**Exercise directions:** Needed from the data below: every line from the one with "Target: person in purple scrubs" up to and including the one with "Target: oxygen cylinder", repeated exactly and with nothing else.

**Input data:**
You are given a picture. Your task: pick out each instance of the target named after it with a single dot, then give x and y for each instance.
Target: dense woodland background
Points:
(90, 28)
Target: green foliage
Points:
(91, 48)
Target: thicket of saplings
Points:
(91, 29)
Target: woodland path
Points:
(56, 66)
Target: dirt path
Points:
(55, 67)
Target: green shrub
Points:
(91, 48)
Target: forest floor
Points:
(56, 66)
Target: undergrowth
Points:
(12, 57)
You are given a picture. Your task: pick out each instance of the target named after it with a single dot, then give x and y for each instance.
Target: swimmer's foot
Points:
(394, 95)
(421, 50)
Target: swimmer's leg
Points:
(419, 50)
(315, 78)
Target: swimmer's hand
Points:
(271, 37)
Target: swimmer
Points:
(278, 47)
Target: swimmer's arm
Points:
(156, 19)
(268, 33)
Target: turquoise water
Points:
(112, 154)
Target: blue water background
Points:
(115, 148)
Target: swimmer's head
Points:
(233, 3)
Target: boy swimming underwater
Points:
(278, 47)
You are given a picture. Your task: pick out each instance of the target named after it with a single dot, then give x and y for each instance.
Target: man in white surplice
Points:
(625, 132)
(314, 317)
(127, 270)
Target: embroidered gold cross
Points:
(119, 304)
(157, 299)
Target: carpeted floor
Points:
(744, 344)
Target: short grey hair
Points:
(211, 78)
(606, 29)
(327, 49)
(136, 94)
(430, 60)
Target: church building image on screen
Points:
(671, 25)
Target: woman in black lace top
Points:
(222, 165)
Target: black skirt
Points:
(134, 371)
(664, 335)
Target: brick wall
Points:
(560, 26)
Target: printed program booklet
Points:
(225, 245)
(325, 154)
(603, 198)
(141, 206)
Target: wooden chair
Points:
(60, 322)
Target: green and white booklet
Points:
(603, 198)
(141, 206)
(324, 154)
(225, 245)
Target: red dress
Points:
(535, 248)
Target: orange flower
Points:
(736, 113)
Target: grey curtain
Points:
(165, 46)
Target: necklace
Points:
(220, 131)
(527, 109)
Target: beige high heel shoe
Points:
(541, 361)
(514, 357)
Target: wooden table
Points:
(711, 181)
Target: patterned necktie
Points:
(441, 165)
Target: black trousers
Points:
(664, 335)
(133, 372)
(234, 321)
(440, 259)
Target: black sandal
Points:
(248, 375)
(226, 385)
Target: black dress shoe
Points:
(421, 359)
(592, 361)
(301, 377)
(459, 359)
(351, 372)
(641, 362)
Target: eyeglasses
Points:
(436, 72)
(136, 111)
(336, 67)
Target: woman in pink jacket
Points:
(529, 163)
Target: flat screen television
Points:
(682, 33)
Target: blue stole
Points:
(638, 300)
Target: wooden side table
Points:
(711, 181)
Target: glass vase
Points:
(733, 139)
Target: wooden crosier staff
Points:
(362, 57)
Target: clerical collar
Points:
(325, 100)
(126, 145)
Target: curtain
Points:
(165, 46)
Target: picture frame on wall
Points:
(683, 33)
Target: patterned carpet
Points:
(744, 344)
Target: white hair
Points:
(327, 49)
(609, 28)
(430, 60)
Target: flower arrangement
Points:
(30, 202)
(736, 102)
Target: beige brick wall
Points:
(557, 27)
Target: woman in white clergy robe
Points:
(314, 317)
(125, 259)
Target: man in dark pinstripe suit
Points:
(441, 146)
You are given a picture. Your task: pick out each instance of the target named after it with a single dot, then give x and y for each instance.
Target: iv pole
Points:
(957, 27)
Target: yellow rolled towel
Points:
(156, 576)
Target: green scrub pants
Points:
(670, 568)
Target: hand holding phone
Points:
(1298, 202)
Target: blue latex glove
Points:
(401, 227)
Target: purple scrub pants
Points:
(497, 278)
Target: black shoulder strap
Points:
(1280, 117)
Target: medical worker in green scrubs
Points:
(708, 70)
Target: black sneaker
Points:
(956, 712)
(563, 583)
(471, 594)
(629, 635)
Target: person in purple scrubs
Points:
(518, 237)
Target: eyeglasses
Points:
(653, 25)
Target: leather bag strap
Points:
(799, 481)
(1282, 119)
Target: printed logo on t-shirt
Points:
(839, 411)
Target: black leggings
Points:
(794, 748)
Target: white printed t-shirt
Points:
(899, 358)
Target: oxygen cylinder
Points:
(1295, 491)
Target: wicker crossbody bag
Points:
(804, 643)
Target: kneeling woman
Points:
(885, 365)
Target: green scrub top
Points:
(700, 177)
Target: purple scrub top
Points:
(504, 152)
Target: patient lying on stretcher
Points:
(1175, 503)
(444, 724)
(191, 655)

**Task response:**
Target: person in purple scrubs
Points:
(518, 237)
Target: eyeglasses
Points:
(653, 25)
Target: leather bag strap
Points:
(799, 481)
(1282, 119)
Target: printed logo on t-shirt
Points:
(839, 411)
Target: black leggings
Points:
(794, 748)
Target: white printed t-shirt
Points:
(899, 358)
Target: oxygen cylinder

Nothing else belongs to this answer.